ЦИТИРУЕМЫЙ ФРАГМЕНТ:
####################

***Примечание: предположительные вопросы армянской делегации про Карабах, Турцию и МГИМО являются авторским вымыслом. Как и предположение о том, что Лавров носит дома спортивный костюм.

Громадина Ил-96 очень плавно для своего размера приземляется в аэропорту Ханеда в начале восьмого утра. Японская сторона быстро подает трап, и заспанные журналисты выстраиваются в очередь, чтобы быстрее покинуть салон, в котором они провели последние десять часов. Но никого не выпускают.

«Пассажир на борту?» — довольно громко спрашивает в гарнитуру сотрудник ФСО. Через несколько секунд ему отвечают: «Пассажир выходит». И еще чуть позже: «Пассажир вышел». После этого дверь салона, наконец, открывается, и журналистов выпускают. Спустившись, мы еще какое-то время стоим под крылом самолета, ожидая, пока «пассажир» покинет территорию аэропорта.

Это практически голливудская сцена: над бетоном взлетной полосы утреннее токийское марево, в котором очень четко различимы автомобиль российского посла и несколько машин с сопровождающими лицами. Фэсэошник на переднем сиденье сосредоточенно смотрит в окно на застывших рядом японцев. Процессия терпеливо ожидает начала движения, но ничего не происходит.

«Пассажир» (мне достаточно хорошо его видно) сидит на заднем сиденье посольского лимузина и говорит по телефону. Минут пять или десять. В Токио семь утра, в Москве — час ночи. Через час начнутся российско-японские переговоры. В это время так долго «пассажир» может говорить только с одним человеком — президентом России.

«Пассажира» зовут Сергей Лавров. Он служит министром иностранных дел Российской Федерации. Послезавтра у него день рождения, который он встретит на борту все того же Ил-96 по дороге назад в Москву после переговоров с Японией. Журналисты подарят ему футболку с его же портретом.

####################

ПОСТАВЛЕННАЯ ЗАДАЧА A:
Перечислите все реплики из переговоров по гарнитуре, которые приводятся во фрагменте о прилете Лаврова в Токио.
Приведенный фрагмент и записи происходят из разных источников.

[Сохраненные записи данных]
####################

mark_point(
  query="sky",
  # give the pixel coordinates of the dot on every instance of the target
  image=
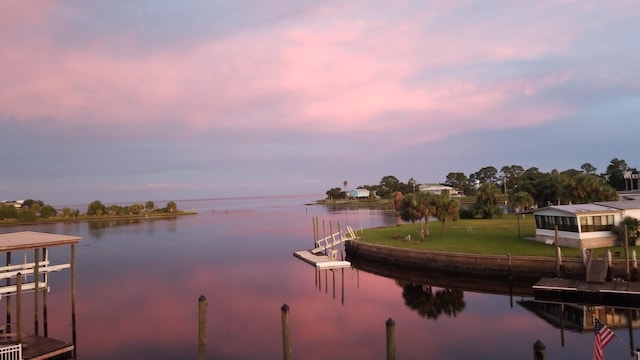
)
(124, 101)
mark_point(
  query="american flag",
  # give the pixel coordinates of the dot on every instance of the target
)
(603, 335)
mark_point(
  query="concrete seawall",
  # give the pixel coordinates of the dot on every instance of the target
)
(477, 264)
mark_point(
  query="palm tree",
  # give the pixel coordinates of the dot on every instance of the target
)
(409, 210)
(447, 207)
(397, 203)
(521, 200)
(427, 206)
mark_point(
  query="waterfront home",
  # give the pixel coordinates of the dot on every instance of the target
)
(437, 189)
(359, 194)
(583, 226)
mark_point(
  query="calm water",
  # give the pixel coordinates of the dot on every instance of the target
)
(138, 286)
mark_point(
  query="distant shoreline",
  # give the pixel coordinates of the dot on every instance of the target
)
(87, 218)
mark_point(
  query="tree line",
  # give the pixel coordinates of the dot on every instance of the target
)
(32, 210)
(524, 188)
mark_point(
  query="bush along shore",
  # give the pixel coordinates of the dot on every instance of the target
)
(501, 247)
(36, 211)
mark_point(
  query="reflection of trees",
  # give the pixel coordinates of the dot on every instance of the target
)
(431, 304)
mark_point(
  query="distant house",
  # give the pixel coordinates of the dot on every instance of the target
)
(15, 203)
(583, 226)
(437, 189)
(359, 194)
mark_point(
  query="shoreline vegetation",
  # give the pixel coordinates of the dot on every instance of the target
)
(81, 218)
(37, 212)
(508, 234)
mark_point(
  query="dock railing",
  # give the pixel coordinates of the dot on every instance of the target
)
(11, 352)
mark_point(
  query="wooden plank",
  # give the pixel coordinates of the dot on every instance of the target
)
(320, 261)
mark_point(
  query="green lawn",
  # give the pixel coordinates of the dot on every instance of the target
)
(476, 236)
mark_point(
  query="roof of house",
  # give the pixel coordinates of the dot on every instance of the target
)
(34, 240)
(598, 207)
(621, 204)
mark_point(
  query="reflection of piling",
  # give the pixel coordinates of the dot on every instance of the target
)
(558, 255)
(286, 332)
(8, 282)
(391, 339)
(539, 350)
(626, 252)
(202, 326)
(73, 299)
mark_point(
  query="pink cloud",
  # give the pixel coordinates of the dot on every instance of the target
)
(342, 69)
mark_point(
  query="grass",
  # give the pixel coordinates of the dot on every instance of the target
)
(474, 236)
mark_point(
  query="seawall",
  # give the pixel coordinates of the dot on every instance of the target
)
(458, 263)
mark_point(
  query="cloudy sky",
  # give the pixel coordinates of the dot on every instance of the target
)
(168, 100)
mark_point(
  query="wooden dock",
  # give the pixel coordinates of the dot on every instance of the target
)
(321, 261)
(36, 347)
(611, 293)
(324, 254)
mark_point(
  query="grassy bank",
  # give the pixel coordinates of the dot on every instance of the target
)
(475, 236)
(60, 219)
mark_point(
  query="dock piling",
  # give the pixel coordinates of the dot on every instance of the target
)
(202, 326)
(539, 350)
(286, 332)
(391, 339)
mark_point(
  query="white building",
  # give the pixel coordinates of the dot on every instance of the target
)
(359, 194)
(437, 189)
(584, 226)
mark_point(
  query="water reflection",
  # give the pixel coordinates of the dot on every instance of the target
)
(430, 303)
(138, 287)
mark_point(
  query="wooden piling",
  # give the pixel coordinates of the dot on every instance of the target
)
(202, 327)
(626, 252)
(391, 339)
(7, 283)
(36, 283)
(558, 254)
(539, 350)
(19, 306)
(73, 300)
(286, 332)
(45, 324)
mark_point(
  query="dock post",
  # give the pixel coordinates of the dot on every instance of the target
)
(19, 305)
(73, 300)
(8, 282)
(391, 339)
(626, 252)
(202, 326)
(286, 332)
(539, 350)
(36, 283)
(558, 254)
(634, 265)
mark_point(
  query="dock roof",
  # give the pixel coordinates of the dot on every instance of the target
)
(34, 240)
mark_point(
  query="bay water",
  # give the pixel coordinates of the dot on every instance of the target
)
(139, 281)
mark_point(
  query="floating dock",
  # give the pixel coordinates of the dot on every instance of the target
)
(611, 293)
(321, 261)
(324, 254)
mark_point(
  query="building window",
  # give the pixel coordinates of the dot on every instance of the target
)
(564, 223)
(596, 223)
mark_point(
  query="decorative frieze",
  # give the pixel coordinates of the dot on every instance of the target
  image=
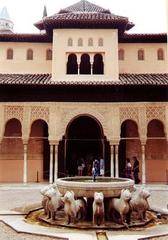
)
(13, 112)
(129, 113)
(155, 112)
(39, 112)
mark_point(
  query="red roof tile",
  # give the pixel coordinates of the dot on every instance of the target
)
(24, 37)
(84, 15)
(45, 79)
(143, 38)
(84, 6)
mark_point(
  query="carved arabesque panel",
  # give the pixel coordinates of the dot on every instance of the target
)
(130, 113)
(13, 112)
(39, 112)
(155, 113)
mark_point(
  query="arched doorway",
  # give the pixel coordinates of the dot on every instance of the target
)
(85, 65)
(11, 164)
(72, 66)
(98, 65)
(156, 152)
(84, 139)
(38, 152)
(130, 145)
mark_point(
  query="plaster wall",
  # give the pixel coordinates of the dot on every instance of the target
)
(109, 50)
(150, 64)
(19, 63)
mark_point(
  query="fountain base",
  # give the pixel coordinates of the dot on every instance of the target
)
(38, 217)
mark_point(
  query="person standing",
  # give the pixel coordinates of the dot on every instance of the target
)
(102, 167)
(136, 170)
(128, 169)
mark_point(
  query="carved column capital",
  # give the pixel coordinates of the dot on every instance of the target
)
(25, 142)
(54, 142)
(114, 142)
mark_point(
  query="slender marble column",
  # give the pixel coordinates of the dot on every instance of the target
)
(25, 163)
(112, 160)
(56, 162)
(143, 164)
(116, 161)
(51, 164)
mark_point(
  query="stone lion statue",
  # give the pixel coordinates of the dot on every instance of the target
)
(98, 208)
(121, 207)
(74, 209)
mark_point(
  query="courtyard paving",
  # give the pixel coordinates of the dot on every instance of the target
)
(16, 197)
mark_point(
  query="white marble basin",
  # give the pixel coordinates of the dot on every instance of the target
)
(85, 186)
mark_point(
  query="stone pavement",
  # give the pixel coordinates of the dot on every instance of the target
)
(16, 197)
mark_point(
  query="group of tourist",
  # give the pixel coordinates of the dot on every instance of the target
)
(132, 171)
(97, 167)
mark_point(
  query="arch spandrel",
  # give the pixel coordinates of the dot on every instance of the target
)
(129, 113)
(70, 115)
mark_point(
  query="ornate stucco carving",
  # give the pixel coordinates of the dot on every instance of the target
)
(39, 112)
(155, 112)
(13, 112)
(69, 113)
(129, 113)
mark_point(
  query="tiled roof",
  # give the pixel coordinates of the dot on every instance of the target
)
(26, 37)
(45, 79)
(84, 15)
(84, 20)
(143, 38)
(84, 6)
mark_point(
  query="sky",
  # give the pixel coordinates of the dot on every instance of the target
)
(149, 16)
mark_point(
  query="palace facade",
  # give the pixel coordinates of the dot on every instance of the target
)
(82, 87)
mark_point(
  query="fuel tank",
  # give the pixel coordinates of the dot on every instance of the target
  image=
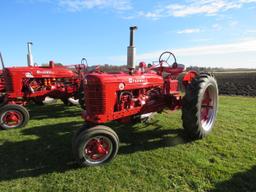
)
(102, 91)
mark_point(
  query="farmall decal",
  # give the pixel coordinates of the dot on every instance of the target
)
(44, 72)
(137, 80)
(29, 75)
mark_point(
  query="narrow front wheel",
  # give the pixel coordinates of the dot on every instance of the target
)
(13, 116)
(95, 146)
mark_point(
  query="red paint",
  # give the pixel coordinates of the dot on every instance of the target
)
(21, 84)
(143, 92)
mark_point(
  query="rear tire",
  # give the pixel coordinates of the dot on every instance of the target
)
(13, 116)
(200, 105)
(95, 146)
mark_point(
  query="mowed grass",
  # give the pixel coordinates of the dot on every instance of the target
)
(152, 157)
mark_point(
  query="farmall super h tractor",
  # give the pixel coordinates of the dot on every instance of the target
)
(21, 85)
(139, 93)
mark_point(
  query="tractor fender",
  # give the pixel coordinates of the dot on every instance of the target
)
(189, 76)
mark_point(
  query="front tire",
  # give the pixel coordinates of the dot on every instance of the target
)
(13, 116)
(200, 105)
(95, 146)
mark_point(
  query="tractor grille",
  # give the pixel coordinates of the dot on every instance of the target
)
(95, 100)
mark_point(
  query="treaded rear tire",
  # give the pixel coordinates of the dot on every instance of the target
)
(195, 126)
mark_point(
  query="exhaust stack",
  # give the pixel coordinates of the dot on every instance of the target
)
(29, 55)
(131, 50)
(2, 61)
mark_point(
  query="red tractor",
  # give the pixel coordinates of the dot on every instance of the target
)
(21, 85)
(137, 94)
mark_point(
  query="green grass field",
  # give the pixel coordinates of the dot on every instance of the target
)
(152, 157)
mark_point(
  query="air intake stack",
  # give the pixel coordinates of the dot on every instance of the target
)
(131, 53)
(29, 55)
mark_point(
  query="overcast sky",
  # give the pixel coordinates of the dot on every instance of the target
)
(216, 33)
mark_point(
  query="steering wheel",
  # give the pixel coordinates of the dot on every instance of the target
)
(165, 56)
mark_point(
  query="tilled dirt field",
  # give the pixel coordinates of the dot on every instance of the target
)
(237, 83)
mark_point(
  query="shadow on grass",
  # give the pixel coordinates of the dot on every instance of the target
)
(51, 151)
(244, 181)
(146, 140)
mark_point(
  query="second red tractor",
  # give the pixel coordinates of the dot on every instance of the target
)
(21, 85)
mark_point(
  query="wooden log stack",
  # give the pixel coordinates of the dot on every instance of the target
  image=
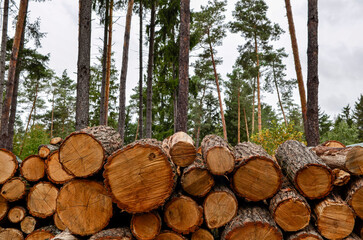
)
(88, 186)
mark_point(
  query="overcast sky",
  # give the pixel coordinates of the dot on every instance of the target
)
(340, 44)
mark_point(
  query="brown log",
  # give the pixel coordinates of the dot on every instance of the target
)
(196, 179)
(252, 222)
(334, 218)
(33, 168)
(182, 214)
(55, 171)
(14, 189)
(16, 214)
(83, 153)
(310, 175)
(114, 233)
(84, 206)
(217, 155)
(289, 209)
(145, 226)
(220, 206)
(252, 160)
(41, 200)
(140, 176)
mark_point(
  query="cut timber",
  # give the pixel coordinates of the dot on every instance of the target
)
(8, 164)
(84, 206)
(16, 214)
(252, 223)
(181, 149)
(256, 176)
(11, 234)
(196, 179)
(33, 168)
(289, 209)
(140, 176)
(114, 234)
(54, 169)
(41, 200)
(202, 234)
(217, 154)
(182, 214)
(220, 206)
(28, 224)
(83, 153)
(334, 218)
(14, 189)
(146, 226)
(349, 159)
(310, 175)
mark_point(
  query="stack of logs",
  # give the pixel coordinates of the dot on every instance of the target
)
(88, 186)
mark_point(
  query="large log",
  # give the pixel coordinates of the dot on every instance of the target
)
(220, 206)
(289, 209)
(334, 218)
(140, 176)
(218, 155)
(252, 222)
(84, 206)
(310, 175)
(83, 153)
(256, 176)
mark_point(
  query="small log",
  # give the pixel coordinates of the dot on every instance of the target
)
(55, 172)
(289, 209)
(146, 226)
(256, 176)
(182, 214)
(217, 155)
(14, 189)
(16, 214)
(196, 179)
(140, 176)
(33, 168)
(252, 222)
(28, 224)
(310, 175)
(82, 153)
(220, 206)
(84, 206)
(334, 218)
(8, 164)
(41, 200)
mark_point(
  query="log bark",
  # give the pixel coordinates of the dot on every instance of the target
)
(146, 226)
(84, 206)
(140, 176)
(83, 153)
(334, 218)
(217, 154)
(41, 201)
(251, 161)
(252, 223)
(220, 206)
(32, 168)
(182, 214)
(310, 175)
(289, 209)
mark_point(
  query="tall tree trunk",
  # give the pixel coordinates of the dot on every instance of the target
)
(11, 73)
(83, 65)
(149, 89)
(125, 59)
(104, 68)
(312, 134)
(218, 90)
(295, 51)
(183, 88)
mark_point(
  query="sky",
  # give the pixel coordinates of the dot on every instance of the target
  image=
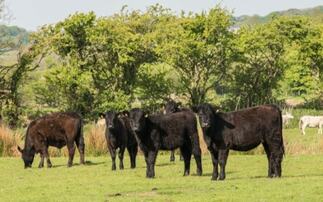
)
(31, 14)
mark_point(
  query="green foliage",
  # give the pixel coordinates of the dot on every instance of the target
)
(67, 89)
(301, 181)
(155, 83)
(198, 46)
(136, 58)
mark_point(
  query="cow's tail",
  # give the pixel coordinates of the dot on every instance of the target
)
(281, 130)
(300, 124)
(81, 135)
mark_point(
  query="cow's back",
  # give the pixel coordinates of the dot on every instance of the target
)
(175, 128)
(54, 129)
(252, 126)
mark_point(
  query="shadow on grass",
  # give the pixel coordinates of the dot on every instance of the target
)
(283, 176)
(210, 174)
(87, 163)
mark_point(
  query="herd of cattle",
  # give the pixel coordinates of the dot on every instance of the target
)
(240, 130)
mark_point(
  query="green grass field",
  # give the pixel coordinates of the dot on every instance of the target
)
(246, 177)
(246, 181)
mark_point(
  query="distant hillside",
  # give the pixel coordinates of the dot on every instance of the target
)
(315, 13)
(11, 37)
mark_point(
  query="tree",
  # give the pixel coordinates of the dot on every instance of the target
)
(199, 48)
(259, 65)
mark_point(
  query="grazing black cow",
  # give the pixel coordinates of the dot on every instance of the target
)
(243, 130)
(167, 132)
(172, 107)
(57, 130)
(120, 135)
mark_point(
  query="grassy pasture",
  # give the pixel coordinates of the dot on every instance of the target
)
(246, 176)
(246, 181)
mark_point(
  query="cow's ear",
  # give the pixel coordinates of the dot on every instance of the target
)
(101, 115)
(194, 108)
(125, 113)
(19, 149)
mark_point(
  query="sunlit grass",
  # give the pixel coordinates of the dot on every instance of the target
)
(246, 181)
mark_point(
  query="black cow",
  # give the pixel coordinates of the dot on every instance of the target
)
(242, 131)
(172, 107)
(167, 132)
(58, 130)
(120, 135)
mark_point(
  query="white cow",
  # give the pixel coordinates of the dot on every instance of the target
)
(100, 123)
(287, 117)
(312, 122)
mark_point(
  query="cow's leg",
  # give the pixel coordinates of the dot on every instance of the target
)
(150, 158)
(303, 128)
(320, 128)
(187, 153)
(270, 167)
(121, 153)
(71, 151)
(133, 153)
(112, 152)
(172, 155)
(223, 156)
(80, 147)
(181, 156)
(46, 155)
(276, 148)
(214, 155)
(197, 156)
(41, 163)
(276, 157)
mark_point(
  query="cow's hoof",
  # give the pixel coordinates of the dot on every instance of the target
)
(221, 178)
(214, 178)
(150, 176)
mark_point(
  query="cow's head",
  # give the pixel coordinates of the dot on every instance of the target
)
(27, 156)
(205, 113)
(137, 119)
(110, 119)
(289, 115)
(171, 106)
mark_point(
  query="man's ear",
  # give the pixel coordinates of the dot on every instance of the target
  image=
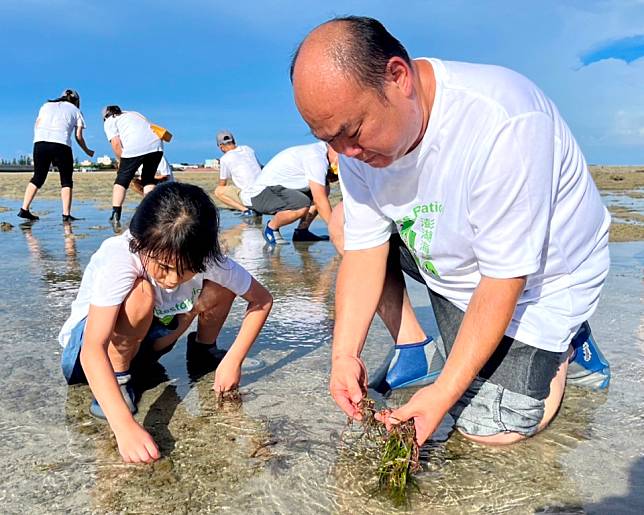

####################

ПОСТАВЛЕННАЯ ЗАДАЧА B:
Подсчитайте, сколько строк в записях содержат слово «column». Ответ дайте одним числом.

ОБРАЗЕЦ ОТВЕТА A:
«Пассажир на борту?»
«Пассажир выходит»
«Пассажир вышел»

ОБРАЗЕЦ ОТВЕТА B:
2